▶ TASKS TO COMPLETE:
1. In the pandas DataFrame tutorial, what two things is a DataFrame likened to?
2. Extract everything in the pandas DataFrame tutorial from "DataFrame: 2D Tabular" down to "table in Python.".
3. Write what comes next in the pandas DataFrame tutorial, picking up after its last line.

▶ SOURCE EXTRACT:

===

DataFrame: 2D Tabular Data
The DataFrame is Pandas' primary data structure—a 2D table with labeled rows and columns. Think of it as a spreadsheet or SQL table in Python.
import pandas as pd
# Create DataFrame from dictionary
df = pd.DataFrame({
'name': ['Alice', 'Bob', 'Charlie', 'Diana'],
'age': [25, 30, 35, 28],
'city': ['NY', 'LA', 'NY', 'SF'],
'score': [88, 92, 85, 90]
})
print(df)
# name age city score
# 0 Alice 25 NY 88
# 1 Bob 30 LA 92
# 2 Charlie 35 NY 85
# 3 Diana 28 SF 90
# Data inspection
print(df.head(2)) # First 2 rows
print(df.info()) # Structure and types
print(df.describe()) # Statistical summary
print(df.shape) # (4, 4) - rows × columns
Column Operations
import pandas as pd
df = pd.DataFrame({
'name': ['Alice', 'Bob', 'Charlie', 'Diana'],
'age': [25, 30, 35, 28],
'city': ['NY', 'LA', 'NY', 'SF'],
'score': [88, 92, 85, 90]
})

===

(Dataset rows on where objects appear)

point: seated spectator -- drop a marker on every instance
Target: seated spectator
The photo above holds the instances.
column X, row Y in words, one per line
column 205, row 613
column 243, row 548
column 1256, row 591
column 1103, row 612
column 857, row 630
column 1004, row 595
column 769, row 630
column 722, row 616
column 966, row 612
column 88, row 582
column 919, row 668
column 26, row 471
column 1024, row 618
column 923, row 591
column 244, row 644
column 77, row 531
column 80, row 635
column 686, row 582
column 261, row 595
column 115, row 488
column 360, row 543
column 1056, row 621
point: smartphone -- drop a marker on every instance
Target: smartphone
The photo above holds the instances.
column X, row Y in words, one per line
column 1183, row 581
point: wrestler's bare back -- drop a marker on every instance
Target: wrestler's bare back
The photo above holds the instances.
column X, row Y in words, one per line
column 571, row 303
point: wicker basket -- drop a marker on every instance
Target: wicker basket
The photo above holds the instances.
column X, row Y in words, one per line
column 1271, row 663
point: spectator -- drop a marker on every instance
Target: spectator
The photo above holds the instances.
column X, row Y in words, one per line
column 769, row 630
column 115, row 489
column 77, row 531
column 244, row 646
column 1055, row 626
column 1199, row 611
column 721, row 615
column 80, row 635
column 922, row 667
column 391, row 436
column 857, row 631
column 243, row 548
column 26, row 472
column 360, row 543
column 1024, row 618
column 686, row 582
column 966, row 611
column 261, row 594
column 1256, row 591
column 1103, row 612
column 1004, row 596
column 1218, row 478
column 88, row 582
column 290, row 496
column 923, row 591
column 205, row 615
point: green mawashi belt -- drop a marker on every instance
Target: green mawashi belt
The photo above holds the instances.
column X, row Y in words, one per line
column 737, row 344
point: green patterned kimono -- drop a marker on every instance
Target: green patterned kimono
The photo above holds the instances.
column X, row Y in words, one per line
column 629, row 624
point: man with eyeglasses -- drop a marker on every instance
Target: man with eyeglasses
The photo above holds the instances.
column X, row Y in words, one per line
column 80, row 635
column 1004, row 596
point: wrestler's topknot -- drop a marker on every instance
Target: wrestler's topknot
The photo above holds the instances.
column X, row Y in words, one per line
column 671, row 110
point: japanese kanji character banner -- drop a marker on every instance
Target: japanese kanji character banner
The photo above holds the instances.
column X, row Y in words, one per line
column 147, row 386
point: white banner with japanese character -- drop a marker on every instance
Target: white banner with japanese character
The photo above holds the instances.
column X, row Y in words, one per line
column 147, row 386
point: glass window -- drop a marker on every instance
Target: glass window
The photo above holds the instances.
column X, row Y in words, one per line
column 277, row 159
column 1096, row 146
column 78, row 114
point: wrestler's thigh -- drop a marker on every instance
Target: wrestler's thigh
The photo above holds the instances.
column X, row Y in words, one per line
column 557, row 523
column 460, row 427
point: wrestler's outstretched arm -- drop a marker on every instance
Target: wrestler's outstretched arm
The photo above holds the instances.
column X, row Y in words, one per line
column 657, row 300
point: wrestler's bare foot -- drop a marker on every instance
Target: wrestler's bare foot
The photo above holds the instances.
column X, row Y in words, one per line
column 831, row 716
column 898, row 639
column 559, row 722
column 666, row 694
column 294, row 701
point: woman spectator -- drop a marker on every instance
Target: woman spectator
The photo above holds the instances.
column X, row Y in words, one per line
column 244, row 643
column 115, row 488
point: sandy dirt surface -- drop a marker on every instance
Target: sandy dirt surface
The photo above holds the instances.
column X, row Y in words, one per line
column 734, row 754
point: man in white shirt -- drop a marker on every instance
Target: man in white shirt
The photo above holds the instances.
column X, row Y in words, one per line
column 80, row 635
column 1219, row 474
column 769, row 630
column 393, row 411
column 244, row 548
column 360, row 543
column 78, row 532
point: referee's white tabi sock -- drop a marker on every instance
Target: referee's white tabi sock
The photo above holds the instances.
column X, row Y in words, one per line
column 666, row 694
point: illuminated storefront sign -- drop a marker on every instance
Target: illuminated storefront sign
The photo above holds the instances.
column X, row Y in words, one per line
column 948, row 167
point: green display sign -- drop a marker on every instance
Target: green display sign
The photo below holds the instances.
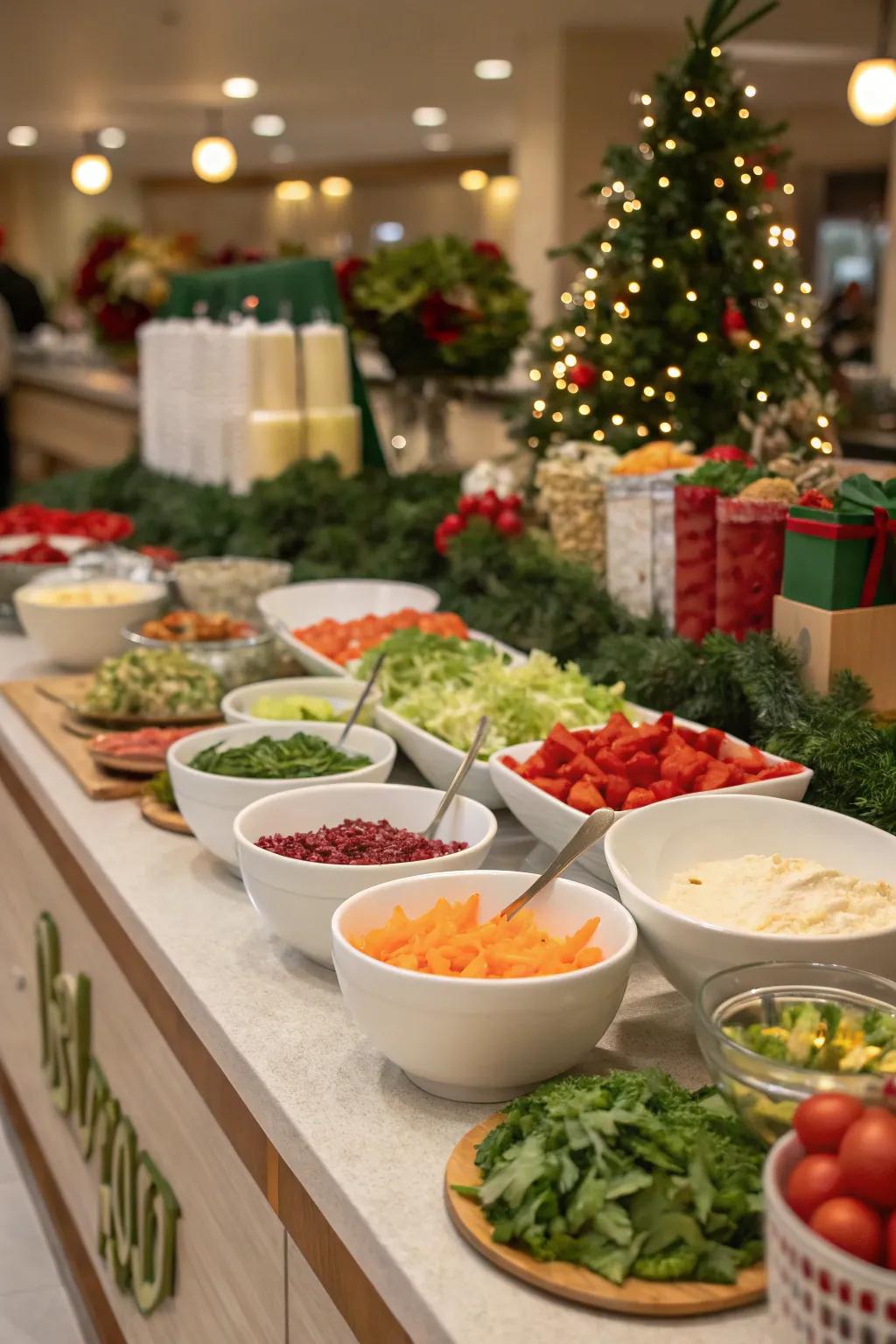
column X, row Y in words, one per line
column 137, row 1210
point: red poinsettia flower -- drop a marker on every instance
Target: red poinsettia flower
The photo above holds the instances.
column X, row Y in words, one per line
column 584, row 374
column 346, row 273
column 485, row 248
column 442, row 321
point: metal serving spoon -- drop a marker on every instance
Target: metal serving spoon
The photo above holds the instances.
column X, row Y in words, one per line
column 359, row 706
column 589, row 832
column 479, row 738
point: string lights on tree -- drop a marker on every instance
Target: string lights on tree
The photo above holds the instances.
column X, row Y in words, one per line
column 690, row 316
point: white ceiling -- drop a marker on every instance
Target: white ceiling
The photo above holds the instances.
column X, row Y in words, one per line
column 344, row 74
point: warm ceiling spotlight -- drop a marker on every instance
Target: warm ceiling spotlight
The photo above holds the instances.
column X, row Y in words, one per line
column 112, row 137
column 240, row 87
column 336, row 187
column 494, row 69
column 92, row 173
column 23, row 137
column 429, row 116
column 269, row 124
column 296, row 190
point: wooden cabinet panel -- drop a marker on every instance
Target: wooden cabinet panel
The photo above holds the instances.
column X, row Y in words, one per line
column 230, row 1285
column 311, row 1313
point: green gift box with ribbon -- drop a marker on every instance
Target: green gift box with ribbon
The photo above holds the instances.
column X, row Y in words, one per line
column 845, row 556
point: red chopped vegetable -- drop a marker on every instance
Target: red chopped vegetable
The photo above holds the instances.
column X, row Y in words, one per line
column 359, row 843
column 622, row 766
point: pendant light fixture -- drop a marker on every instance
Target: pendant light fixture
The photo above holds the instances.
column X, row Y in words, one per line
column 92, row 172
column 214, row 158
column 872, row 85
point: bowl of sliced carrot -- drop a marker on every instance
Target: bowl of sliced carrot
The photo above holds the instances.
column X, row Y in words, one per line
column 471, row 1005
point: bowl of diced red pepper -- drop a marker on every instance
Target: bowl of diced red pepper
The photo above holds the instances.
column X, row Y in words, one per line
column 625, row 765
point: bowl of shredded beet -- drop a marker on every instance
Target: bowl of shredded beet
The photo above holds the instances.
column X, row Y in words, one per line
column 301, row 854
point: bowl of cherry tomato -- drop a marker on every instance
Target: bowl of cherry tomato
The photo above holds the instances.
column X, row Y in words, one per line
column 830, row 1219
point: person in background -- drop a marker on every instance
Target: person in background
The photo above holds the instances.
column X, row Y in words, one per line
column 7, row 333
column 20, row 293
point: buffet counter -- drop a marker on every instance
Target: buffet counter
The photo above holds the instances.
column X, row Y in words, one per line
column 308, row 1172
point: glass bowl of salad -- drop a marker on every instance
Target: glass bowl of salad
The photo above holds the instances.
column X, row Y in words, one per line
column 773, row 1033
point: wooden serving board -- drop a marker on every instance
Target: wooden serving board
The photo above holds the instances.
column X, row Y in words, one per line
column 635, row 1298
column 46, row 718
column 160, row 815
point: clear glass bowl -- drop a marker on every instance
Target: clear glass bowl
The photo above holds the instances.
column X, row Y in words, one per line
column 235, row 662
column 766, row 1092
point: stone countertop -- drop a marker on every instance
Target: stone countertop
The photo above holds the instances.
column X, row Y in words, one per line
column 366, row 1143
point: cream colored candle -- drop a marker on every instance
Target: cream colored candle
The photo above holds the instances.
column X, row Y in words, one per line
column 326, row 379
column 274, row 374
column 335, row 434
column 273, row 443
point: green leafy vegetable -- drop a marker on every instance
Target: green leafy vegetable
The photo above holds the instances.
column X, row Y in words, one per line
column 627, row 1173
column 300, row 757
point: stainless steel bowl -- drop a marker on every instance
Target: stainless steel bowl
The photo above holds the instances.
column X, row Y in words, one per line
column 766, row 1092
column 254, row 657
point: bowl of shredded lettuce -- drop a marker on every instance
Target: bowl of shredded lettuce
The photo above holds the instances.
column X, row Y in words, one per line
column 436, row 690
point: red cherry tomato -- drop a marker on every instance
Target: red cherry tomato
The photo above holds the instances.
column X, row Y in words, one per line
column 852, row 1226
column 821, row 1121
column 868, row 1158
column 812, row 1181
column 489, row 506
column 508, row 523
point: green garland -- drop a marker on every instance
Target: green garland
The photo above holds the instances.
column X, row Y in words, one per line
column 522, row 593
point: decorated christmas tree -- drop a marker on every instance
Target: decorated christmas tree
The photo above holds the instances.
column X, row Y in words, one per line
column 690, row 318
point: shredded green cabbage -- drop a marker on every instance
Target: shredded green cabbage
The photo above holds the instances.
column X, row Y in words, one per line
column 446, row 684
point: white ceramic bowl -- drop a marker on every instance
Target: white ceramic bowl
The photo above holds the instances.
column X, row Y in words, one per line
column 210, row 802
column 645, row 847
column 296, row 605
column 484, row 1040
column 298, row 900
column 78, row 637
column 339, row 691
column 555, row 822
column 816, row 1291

===

▶ TASK-BY-TASK RESULTS:
1. A spreadsheet or an SQL table in Python.

2.
DataFrame: 2D Tabular Data
The DataFrame is Pandas' primary data structure—a 2D table with labeled rows and columns. Think of it as a spreadsheet or SQL table in Python.

3.
# Select single column (returns Series)
ages = df['age']
print(type(ages)) #
# Select multiple columns (returns DataFrame)
subset = df[['name', 'score']]
# Add new column
df['is_ny'] = df['city'] == 'NY'
print(df)
# name age city score is_ny
# 0 Alice 25 NY 88 True
# 1 Bob 30 LA 92 False
# 2 Charlie 35 NY 85 True
# 3 Diana 28 SF 90 False
DataFrame Anatomy
Understanding DataFrame Structure
- Index: Row labels (default: 0, 1, 2, ...)
- Columns: Column labels (from keys or specified)
- Values: Underlying NumPy array (access with
.values)
- dtypes: Data type per column (int64, float64, object)
import pandas as pd
df = pd.DataFrame({
'name': ['Alice', 'Bob', 'Charlie', 'Diana'],
'age': [25, 30, 35, 28],
'city': ['NY', 'LA', 'NY', 'SF'],
'score': [88, 92, 85, 90]
})
print("Index:", df.index)
print("Columns:", df.columns)
print("Dtypes:", df.dtypes)
print("Values type:", type(df.values)) # numpy.ndarray
Reading & Writing Data
Pandas excels at loading data from various sources—CSV, Excel, JSON, SQL databases, and more.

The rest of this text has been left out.